Work out how many lines in the listing below carry the word "green". Give that number alone.

BEGIN

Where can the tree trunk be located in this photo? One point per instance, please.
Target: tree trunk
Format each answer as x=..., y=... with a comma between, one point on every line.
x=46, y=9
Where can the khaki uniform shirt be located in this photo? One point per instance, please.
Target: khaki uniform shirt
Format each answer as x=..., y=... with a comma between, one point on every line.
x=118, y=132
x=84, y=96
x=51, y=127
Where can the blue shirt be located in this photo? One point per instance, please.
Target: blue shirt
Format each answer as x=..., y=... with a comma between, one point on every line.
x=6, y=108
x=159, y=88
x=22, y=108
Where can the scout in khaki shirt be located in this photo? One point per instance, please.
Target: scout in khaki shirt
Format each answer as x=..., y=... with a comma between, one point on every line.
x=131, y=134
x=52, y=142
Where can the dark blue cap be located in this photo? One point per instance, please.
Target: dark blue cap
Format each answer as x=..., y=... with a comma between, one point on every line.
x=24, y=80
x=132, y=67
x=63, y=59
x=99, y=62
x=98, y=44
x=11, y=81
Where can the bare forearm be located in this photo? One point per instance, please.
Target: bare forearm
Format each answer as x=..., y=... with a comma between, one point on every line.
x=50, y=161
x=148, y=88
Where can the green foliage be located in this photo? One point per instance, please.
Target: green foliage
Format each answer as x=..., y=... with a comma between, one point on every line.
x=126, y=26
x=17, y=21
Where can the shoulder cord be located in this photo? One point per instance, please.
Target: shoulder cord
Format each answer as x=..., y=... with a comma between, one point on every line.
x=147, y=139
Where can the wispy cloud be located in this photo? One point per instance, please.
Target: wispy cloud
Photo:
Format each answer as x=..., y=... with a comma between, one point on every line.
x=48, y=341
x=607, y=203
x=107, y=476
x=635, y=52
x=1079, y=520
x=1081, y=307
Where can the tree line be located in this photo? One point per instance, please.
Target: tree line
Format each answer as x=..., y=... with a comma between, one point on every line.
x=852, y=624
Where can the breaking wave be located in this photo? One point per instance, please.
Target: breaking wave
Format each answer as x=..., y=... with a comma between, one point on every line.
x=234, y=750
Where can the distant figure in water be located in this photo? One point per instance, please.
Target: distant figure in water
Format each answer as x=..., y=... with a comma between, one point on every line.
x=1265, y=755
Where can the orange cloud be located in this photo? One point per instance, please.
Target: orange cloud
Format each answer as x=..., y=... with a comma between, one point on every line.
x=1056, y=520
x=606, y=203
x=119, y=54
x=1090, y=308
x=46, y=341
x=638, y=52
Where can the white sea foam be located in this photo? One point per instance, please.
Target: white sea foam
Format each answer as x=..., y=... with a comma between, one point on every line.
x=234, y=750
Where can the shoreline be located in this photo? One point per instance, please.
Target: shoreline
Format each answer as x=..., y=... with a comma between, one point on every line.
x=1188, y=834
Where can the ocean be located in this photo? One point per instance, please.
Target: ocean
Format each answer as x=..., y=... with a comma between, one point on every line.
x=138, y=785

END

> [RESPONSE]:
2